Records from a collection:
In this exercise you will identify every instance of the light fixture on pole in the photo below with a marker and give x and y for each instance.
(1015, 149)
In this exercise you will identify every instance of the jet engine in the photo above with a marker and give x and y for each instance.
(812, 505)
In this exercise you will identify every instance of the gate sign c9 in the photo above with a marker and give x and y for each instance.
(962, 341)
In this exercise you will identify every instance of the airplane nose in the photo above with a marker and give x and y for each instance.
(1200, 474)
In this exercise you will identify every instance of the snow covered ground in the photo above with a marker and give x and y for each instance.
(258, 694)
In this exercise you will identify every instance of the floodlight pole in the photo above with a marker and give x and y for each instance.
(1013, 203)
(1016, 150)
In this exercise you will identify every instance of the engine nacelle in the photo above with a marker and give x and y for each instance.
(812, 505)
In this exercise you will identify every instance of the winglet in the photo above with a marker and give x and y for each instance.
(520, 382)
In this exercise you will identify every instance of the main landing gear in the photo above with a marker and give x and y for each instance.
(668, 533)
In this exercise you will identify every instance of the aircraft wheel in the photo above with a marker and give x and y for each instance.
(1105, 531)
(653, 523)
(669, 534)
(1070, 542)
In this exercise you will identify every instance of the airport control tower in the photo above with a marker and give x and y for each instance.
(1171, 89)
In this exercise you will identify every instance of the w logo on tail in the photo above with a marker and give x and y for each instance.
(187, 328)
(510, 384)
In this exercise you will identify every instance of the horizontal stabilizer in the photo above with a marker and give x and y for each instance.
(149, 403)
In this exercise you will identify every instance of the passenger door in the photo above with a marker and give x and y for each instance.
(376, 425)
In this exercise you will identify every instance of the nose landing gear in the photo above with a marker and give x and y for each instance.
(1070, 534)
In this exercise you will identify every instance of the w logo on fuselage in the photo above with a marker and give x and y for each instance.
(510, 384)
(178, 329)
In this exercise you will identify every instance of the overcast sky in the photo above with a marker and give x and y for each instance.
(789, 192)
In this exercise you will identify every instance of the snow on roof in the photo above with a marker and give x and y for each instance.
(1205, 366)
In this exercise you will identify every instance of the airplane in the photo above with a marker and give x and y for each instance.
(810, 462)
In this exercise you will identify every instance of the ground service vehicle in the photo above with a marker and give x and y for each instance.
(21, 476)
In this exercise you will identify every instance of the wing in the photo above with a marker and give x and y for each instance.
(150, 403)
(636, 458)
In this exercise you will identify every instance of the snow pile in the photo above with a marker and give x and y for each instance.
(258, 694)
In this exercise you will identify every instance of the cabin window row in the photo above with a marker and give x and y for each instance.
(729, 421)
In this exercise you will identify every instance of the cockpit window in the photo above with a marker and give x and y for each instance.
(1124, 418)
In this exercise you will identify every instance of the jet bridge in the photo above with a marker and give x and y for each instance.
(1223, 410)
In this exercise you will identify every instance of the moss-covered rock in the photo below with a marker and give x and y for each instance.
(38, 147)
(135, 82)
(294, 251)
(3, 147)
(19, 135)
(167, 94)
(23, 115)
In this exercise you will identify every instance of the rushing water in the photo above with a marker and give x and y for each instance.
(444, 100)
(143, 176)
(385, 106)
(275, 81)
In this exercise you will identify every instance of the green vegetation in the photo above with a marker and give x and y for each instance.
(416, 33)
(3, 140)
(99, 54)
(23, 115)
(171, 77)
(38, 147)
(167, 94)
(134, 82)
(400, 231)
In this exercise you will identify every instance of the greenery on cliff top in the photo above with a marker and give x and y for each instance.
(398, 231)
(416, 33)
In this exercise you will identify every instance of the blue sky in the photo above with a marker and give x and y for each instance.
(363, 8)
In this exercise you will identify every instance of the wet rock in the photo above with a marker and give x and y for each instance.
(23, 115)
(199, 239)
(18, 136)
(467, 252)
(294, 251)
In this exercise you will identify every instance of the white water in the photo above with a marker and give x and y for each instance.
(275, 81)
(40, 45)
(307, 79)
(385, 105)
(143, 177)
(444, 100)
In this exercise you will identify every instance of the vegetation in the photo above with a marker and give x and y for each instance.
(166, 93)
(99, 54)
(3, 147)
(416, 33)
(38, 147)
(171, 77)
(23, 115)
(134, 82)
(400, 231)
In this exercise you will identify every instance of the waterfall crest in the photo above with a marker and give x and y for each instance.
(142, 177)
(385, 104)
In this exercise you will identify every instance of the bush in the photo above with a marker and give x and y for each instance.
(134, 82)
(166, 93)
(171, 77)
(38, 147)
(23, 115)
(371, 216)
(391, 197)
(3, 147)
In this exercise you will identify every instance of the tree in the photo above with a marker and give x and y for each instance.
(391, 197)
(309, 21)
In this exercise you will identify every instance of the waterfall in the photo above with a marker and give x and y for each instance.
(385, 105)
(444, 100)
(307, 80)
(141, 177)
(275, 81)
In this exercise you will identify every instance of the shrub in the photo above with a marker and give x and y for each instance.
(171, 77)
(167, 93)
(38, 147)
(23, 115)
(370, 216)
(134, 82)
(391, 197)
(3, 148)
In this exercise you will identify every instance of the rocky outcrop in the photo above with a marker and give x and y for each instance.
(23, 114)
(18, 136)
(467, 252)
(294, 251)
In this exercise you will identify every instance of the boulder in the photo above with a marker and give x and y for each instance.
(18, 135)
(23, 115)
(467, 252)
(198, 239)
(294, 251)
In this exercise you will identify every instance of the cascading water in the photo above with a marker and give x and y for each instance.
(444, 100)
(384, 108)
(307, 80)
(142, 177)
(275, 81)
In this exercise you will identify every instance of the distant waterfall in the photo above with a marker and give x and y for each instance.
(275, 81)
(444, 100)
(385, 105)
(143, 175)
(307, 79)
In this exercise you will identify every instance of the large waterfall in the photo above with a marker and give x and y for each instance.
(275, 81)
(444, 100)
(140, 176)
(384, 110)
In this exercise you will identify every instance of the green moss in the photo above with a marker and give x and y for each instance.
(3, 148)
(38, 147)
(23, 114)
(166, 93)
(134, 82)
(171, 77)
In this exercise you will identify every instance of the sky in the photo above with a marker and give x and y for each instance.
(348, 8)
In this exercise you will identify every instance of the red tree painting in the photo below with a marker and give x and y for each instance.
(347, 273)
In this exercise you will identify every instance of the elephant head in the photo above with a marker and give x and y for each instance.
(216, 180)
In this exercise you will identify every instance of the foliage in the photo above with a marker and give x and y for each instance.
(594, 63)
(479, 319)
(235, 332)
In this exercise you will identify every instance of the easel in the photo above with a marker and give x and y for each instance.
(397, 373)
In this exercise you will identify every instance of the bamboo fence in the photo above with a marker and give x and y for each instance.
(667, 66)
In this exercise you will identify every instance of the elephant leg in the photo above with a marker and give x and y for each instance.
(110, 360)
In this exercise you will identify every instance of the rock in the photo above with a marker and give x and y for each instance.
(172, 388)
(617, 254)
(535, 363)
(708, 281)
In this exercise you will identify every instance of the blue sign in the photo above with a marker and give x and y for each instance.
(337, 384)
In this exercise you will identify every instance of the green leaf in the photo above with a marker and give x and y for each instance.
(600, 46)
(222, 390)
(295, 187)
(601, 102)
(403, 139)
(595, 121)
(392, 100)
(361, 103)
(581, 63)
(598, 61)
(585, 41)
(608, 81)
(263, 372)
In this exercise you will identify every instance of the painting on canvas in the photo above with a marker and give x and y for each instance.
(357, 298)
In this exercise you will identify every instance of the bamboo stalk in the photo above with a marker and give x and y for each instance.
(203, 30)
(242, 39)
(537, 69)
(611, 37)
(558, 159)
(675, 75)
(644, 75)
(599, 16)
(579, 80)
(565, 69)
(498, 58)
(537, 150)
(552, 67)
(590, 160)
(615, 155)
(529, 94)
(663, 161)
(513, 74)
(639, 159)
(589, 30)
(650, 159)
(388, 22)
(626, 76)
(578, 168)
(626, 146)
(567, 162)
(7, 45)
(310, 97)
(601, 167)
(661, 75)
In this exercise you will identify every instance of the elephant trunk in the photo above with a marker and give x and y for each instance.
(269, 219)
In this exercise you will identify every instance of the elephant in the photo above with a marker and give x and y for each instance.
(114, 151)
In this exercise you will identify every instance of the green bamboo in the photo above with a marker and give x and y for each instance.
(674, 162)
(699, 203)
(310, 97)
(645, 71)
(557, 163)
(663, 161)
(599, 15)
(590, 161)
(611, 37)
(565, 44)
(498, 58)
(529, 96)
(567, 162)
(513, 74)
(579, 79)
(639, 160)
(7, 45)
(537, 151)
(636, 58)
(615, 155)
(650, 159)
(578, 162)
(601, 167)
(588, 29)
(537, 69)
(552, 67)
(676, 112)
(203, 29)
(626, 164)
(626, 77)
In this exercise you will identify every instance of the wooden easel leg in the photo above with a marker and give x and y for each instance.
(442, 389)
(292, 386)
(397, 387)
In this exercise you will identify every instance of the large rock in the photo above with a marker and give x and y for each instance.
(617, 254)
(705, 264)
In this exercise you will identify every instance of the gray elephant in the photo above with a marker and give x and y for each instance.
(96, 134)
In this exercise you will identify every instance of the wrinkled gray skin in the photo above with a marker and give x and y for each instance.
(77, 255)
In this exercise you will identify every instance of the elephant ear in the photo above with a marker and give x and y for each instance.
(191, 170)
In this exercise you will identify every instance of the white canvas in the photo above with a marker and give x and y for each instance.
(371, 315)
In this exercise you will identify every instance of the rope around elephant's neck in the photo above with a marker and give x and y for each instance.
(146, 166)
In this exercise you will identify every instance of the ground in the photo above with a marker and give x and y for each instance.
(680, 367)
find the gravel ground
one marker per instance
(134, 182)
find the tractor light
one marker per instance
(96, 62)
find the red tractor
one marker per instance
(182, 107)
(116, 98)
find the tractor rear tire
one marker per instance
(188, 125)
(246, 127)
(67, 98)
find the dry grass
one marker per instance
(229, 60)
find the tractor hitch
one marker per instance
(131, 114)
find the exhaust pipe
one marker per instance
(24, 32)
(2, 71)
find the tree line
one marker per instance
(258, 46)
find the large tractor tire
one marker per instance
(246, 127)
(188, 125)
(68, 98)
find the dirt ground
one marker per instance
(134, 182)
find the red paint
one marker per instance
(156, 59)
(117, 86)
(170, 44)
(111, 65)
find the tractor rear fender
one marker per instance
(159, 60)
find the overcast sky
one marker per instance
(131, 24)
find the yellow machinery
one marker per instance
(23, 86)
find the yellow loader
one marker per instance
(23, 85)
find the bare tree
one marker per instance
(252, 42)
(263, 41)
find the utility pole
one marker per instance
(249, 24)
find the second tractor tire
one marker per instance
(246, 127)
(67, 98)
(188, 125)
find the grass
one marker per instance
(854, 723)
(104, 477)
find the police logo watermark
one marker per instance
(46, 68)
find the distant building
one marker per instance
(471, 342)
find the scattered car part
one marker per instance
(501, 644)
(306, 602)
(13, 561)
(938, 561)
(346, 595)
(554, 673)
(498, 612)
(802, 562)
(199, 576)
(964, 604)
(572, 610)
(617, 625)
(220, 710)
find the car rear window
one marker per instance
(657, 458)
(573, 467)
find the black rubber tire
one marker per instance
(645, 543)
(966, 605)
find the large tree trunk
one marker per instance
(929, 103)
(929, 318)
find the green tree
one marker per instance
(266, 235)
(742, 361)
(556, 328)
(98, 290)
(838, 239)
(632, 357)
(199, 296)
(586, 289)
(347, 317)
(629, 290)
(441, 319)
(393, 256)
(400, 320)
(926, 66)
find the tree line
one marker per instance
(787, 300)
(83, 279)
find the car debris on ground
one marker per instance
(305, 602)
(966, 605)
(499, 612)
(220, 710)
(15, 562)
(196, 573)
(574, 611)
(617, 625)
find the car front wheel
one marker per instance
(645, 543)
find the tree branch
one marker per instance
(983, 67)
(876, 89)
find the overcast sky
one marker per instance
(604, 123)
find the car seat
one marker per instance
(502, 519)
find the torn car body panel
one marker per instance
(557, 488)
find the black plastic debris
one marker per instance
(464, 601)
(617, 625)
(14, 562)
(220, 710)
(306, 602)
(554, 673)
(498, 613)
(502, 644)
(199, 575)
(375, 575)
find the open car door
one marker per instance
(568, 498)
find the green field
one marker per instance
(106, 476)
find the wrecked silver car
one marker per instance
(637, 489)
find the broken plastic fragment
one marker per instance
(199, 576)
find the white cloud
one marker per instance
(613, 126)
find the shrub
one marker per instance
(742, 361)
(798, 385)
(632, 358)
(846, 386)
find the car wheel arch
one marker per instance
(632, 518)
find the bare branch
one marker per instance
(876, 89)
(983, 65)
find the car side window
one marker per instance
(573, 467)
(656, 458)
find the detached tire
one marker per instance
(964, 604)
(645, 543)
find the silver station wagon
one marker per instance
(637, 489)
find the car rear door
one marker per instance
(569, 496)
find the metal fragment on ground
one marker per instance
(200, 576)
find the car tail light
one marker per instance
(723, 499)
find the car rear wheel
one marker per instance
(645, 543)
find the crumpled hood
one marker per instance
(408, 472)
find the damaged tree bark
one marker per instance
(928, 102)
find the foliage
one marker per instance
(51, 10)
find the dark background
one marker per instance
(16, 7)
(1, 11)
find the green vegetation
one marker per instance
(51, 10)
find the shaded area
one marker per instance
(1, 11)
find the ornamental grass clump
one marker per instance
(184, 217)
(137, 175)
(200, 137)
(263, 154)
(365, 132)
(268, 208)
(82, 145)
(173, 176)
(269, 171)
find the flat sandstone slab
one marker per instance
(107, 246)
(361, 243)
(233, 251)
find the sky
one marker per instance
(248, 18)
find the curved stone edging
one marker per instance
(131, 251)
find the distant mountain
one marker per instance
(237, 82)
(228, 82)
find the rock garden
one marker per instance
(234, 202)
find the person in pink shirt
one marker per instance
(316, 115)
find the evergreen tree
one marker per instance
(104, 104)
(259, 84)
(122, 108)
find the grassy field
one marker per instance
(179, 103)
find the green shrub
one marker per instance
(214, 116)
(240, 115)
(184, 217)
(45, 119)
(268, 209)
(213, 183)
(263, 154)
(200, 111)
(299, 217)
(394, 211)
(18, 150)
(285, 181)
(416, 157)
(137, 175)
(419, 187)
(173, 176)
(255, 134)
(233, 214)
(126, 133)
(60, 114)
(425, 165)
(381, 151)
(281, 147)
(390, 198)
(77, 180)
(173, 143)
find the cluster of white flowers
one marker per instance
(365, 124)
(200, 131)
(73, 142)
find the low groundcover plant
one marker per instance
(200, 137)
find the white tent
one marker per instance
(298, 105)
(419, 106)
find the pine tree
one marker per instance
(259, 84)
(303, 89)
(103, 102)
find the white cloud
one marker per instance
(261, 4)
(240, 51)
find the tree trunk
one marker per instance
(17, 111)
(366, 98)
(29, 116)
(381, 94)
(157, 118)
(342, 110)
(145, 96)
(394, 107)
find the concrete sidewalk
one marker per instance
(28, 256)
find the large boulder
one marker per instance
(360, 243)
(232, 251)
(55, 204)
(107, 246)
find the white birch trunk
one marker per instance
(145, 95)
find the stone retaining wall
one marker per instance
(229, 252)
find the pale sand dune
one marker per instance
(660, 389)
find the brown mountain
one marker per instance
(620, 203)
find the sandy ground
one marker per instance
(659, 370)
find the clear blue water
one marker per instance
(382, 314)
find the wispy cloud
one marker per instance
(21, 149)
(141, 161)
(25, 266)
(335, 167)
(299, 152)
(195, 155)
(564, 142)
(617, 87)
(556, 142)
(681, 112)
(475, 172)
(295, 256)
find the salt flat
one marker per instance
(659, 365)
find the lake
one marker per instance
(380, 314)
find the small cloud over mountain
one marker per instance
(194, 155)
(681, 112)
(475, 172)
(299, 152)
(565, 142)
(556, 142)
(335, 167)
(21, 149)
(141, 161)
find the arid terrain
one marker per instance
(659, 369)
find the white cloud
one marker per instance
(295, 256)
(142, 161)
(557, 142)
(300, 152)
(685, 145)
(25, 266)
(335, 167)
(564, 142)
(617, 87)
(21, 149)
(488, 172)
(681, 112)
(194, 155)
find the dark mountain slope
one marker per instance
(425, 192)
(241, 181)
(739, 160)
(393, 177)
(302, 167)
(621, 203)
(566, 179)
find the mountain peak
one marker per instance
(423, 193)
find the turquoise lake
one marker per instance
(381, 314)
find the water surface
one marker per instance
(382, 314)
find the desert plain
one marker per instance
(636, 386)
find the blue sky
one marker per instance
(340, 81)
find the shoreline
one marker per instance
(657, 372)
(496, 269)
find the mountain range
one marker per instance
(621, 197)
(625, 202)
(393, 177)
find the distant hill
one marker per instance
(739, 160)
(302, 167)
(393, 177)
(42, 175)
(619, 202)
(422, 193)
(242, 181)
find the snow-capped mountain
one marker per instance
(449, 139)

### Directive
Output only the lines running from the line with "find the mountain peak" through the final line of the data, inclusive.

### Task answer
find the mountain peak
one marker per instance
(423, 193)
find the turquoise lake
one marker per instance
(381, 314)
find the water surface
one marker per instance
(382, 314)
find the desert plain
one marker per instance
(636, 386)
find the blue sky
one marker per instance
(340, 81)
find the shoreline
one marker per instance
(657, 372)
(496, 269)
find the mountain range
one marker per instance
(621, 197)
(625, 202)
(393, 177)
find the distant hill
one marker per instance
(739, 160)
(302, 167)
(393, 177)
(42, 175)
(619, 202)
(422, 193)
(242, 181)
find the snow-capped mountain
one marker per instance
(449, 139)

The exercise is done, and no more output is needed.